◆ What the task requires ◆
Update the brand strategy notes from the words "Step 3: Define" through "section on Why.", changing "voice" to "messaging", and give that passage again.

Step 3: Define your voice & tone (Get HR & international on board)

  • Brand strategy > voice
  • In a brand voice document try creating examples of “Write like this”, “Not like this”, and then a section on Why.
  • A good brand strategy defines culture fit. Are your new hires, inline with your brand?
  • Title tags, meta descriptions and PPC ads are a great place to stand out using a consistent brand voice. Don’t write the same thing as the other guys.
  • The post purchase experience is even more important than the pre-purchase. Think about how you can create customer retention and loyalty.
  • Get your service team on board to help your brand experience can stay consistent regardless of when and where your customer interacts with your company.
  • Remember “brand coach” not “brand police” – no one wants that.
  • Always be coaching – encourage your people to be consistent with the brand voice

How to Do Content Strategy (Probably) – Kristina Halvorson, @halvorson

  • There are secret slides and a PDF of her extended presentation!
  • Definition: Content strategy is the practice of planning for the creation, delivery, and governance of useful, usable content.
  • Helped us clear up the “what” of content strategy
  • Think about:
    for whom,
    by whom,
    with what,
    how often,
    what next
  • How is this applicable to our business goals and user needs!
  • If your content is for everybody, then it really is for NOBODY.
  • Define your personas – this has to feed into your content strategy and plans
  • The big question: what next? What’s going to happen once that content is out there?
  • Content that just piles on top of more content without any strategic plan = you just end up with content that dies on the vine…
  • “Content Strategy For The Web” by Kristina Horvalson – her book!
  • Definition changed again:
  • Content strategy:
  1. Defines how you’re going to use content to meet your business (or project) goals and satisfy your users’ needs
  2. Guides decisions about content through its lifecycle, from discovery to execution

Then EPIC CONTENT MARKETING was on the rise (ay ai ai)

  • Content marketing and demand gen rose up at the same time
  • The only kind of content that’s left is the content that builds trust and affinity with your brand – custom publishing is important but the way that was translated within our industry was this. This is big trouble!
  • It’s more and more critical that you’re looking at your content from a strategic angle now
  • Content marketing and content strategy are the two fastest growing verticals in the industry
  • Substance, structure, workflow, governance and strategy
  • At the center of this quad is the strategy
  • Make active decisions about where you’re going to focus your energy and resources to improve your content efforts
  • Any good strategy forces you to make a choice (ie, we’re going to focus on this and ignore that)

◆ Collected data ◆
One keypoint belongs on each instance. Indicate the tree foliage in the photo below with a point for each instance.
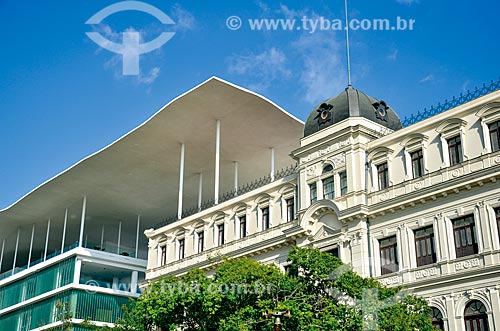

◆ Reply to the task ◆
Step 3: Define your messaging & tone (Get HR & international on board)

  • Brand strategy > messaging
  • In a brand messaging document try creating examples of “Write like this”, “Not like this”, and then a section on Why.